Supplied passage:
--

Re: [patch v2] mm, thp: add new defer+madvise defrag option

linux-mm.kvack.org archive mirror
 help / color / mirror / Atom feed

From: Vlastimil Babka <vbabka@suse.cz>
To: David Rientjes <rientjes@google.com>,
	Andrew Morton <akpm@linux-foundation.org>
Cc: Mel Gorman <mgorman@techsingularity.net>,
	Michal Hocko <mhocko@kernel.org>,
	Jonathan Corbet <corbet@lwn.net>,
	"Kirill A. Shutemov" <kirill.shutemov@linux.intel.com>,
	linux-kernel@vger.kernel.org, linux-mm@kvack.org,
	Linux API <linux-api@vger.kernel.org>
Subject: Re: [patch v2] mm, thp: add new defer+madvise defrag option
Date: Wed, 11 Jan 2017 08:35:27 +0100	[thread overview]
Message-ID: <2099d74d-fa2c-e67e-b528-66598d072329@suse.cz> (raw)

--

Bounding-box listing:
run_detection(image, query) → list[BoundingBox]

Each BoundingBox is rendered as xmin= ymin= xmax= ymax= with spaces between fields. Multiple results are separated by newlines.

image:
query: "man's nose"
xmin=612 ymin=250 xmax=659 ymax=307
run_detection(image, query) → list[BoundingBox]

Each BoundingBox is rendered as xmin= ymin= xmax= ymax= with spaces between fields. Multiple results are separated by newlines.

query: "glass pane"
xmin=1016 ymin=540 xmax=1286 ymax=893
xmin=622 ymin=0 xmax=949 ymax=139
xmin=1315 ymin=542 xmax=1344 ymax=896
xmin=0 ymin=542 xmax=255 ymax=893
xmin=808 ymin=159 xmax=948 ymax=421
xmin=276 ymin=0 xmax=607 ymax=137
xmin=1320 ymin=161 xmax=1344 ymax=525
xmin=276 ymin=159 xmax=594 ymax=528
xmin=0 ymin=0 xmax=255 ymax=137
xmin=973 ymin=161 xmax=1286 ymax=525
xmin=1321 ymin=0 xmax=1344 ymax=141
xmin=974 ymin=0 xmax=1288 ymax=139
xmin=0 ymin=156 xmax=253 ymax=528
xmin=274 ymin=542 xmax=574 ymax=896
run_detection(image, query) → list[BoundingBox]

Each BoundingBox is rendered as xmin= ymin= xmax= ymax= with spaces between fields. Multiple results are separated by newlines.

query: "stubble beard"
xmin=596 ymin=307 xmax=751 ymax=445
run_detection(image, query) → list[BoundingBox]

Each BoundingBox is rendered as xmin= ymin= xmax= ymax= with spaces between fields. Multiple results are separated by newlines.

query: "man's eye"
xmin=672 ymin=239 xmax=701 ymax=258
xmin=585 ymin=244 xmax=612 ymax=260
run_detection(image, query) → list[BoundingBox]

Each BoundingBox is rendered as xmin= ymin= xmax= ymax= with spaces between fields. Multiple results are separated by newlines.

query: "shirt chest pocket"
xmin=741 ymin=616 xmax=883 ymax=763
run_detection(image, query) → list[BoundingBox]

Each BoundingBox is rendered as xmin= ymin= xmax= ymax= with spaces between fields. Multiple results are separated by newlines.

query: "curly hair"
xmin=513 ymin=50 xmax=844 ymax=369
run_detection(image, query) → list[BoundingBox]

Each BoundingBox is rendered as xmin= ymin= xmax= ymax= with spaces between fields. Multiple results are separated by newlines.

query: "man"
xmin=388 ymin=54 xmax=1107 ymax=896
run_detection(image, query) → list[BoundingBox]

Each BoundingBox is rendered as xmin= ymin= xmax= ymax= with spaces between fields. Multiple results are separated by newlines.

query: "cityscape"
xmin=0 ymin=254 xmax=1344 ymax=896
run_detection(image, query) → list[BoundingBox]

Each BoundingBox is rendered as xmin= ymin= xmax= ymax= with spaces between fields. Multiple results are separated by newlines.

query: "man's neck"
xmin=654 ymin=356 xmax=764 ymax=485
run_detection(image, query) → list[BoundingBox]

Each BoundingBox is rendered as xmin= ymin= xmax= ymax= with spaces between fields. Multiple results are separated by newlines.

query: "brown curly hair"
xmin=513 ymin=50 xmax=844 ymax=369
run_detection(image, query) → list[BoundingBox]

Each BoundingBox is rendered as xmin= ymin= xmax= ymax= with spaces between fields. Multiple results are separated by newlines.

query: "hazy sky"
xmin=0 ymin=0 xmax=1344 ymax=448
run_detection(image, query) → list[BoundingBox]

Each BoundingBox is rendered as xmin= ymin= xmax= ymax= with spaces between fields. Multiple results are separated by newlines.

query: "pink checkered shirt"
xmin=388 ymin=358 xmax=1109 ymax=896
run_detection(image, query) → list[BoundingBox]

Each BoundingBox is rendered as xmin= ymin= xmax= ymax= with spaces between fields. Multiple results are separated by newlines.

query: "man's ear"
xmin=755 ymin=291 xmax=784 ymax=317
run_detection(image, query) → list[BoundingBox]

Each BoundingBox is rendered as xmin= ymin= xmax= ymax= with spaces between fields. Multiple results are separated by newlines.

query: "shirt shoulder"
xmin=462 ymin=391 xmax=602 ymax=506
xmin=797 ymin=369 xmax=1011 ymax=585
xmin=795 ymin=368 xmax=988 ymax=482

--

Problems:
a) From the email header, list every person named on the Cc line along with their email address.
b) Say whether each statement agrees with the email header, and quote the words of the header that decide it: (i) Vlastimil Babka sent the message. (ii) The message is dated 11 January 2017. (iii) The patch adds a new defrag option called defer+always.
c) Write out the part of the email header between "From: Vlastimil Babka" and "Message-ID: <2099d74d-fa2c-e67e-b528-66598d072329@suse.cz> (raw)", inclusive.
None of what follows requires the bounding-box listing.

Task-by-task outputs:
a)
- Mel Gorman <mgorman@techsingularity.net>
- Michal Hocko <mhocko@kernel.org>
- Jonathan Corbet <corbet@lwn.net>
- Kirill A. Shutemov <kirill.shutemov@linux.intel.com>

b)
(i) Yes: "From: Vlastimil Babka <vbabka@suse.cz>"
(ii) Yes: "Date: Wed, 11 Jan 2017 08:35:27 +0100"
(iii) No: "add new defer+madvise defrag option"

c)
From: Vlastimil Babka <vbabka@suse.cz>
To: David Rientjes <rientjes@google.com>,
	Andrew Morton <akpm@linux-foundation.org>
Cc: Mel Gorman <mgorman@techsingularity.net>,
	Michal Hocko <mhocko@kernel.org>,
	Jonathan Corbet <corbet@lwn.net>,
	"Kirill A. Shutemov" <kirill.shutemov@linux.intel.com>,
	linux-kernel@vger.kernel.org, linux-mm@kvack.org,
	Linux API <linux-api@vger.kernel.org>
Subject: Re: [patch v2] mm, thp: add new defer+madvise defrag option
Date: Wed, 11 Jan 2017 08:35:27 +0100	[thread overview]
Message-ID: <2099d74d-fa2c-e67e-b528-66598d072329@suse.cz> (raw)